» **Fragmento de origen**
"""
“La Caridad en el verdad, de la que Jesús se ha hecho testigo” es “la principal fuerza propulsora para el verdadero desarrollo de cada persona y de la humanidad entera”: inicia así, Caritas in veritate, Encíclica dirigida al mundo católico y a “todos los hombres de buena voluntad”. En la Introducción, el Papa recuerda que “la caridad es la vía maestra de la doctrina social de la Iglesia”. Por otro lado, dado “el riesgo de entenderla mal, de excluirla de la vivencia ética”, va conjugada con la verdad. Y advierte: “Un Cristianismo de caridad sin verdad puede ser fácilmente cambiado por una reserva de buenos sentimientos, útiles para la convivencia social, pero marginales”. (1 – 4)
El desarrollo tiene necesidad de la verdad. Sin ella, afirma el Pontífice, “la acción social cae en el dominio de intereses privados y de lógicas de poder, con efectos disgregadores de la sociedad”. (5) Benedicto XVI se detiene sobre dos “criterios orientadores de la acción moral” que se derivan del principio “caridad en la verdad”: la justicia y el bien común. Todo cristiano está llamado a la caridad a través de una “vía institucional” que incida en la vida de la polis, del vivir social. (6-7) La Iglesia, afirma, “no tiene soluciones técnicas para ofrecer”, pero tiene “una misión de verdad que cumplir” para “una sociedad a la medida del hombre, de su dignidad, de su vocación”. (8-9)
"""
Registros de recuadros etiquetados:
"""
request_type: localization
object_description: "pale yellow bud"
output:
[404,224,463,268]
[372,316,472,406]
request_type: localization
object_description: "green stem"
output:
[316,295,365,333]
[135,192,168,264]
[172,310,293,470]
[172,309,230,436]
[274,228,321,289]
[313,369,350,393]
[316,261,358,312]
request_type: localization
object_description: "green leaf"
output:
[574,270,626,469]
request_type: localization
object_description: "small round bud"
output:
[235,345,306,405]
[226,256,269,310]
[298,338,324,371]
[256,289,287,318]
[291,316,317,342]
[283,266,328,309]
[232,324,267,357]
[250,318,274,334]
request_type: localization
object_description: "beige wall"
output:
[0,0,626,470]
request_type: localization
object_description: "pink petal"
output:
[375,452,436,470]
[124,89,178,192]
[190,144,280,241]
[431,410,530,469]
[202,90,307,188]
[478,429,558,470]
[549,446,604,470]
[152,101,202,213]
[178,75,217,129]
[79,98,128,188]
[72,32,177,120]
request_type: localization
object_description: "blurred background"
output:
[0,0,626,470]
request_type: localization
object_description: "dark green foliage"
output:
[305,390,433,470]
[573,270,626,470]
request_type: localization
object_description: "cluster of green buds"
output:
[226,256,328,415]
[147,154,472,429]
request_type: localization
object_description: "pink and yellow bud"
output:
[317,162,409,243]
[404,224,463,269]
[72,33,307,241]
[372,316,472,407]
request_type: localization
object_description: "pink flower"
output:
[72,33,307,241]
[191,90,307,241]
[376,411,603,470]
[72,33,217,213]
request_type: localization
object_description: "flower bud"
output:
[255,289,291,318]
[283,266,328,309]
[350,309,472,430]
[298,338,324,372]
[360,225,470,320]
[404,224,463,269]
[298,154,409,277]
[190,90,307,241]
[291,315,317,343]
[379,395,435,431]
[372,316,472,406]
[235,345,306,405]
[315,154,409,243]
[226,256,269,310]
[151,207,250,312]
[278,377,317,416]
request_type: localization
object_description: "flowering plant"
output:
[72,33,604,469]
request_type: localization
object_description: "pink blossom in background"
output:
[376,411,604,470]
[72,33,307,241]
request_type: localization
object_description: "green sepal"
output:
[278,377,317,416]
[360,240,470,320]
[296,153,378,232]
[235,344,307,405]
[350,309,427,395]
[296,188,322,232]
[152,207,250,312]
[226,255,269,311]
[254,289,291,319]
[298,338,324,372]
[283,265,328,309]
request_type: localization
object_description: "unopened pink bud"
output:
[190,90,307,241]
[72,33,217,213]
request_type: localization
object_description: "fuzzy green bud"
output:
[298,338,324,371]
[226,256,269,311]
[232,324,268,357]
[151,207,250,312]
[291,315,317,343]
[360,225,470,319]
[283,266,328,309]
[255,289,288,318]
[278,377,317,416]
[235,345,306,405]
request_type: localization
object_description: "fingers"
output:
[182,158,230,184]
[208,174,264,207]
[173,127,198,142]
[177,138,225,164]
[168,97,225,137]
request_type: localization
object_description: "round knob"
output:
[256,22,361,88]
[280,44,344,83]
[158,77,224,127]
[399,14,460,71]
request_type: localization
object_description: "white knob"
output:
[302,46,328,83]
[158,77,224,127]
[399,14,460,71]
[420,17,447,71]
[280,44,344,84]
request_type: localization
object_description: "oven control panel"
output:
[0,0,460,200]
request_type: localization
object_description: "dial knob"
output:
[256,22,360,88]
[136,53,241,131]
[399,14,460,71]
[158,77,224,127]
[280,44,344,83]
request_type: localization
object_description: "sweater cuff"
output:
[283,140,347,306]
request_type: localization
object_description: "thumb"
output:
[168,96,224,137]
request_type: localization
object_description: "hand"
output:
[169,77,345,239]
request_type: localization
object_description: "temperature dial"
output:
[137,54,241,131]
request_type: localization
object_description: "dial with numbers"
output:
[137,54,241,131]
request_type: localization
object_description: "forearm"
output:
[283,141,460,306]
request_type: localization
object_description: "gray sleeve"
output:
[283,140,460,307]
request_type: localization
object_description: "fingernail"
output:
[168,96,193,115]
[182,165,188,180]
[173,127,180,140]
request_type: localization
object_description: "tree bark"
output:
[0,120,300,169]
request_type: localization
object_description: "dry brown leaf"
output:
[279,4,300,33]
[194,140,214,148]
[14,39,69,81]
"""
» **Requisitos del ejercicio**
Pasa al inglés esta oración del texto sobre la encíclica Caritas in veritate: «Benedicto XVI se detiene sobre dos “criterios orientadores de la acción moral” que se derivan del principio “caridad en la verdad”: la justicia y el bien común.» El material no tiene ningún papel en este ejercicio.

» **Solución del ejercicio**
Benedict XVI dwells on two "guiding criteria of moral action" that derive from the principle of "charity in truth": justice and the common good.